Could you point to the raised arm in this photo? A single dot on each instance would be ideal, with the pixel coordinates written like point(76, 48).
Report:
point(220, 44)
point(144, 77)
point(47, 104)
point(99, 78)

⁂

Instruction
Rewrite the material with "raised arm" changed to "open hand" and nothing else altered.

Written answer
Could you point to the open hand in this photo? A single dot on each instance would be ideal, with the pixel coordinates written like point(76, 48).
Report:
point(220, 44)
point(144, 77)
point(47, 104)
point(99, 78)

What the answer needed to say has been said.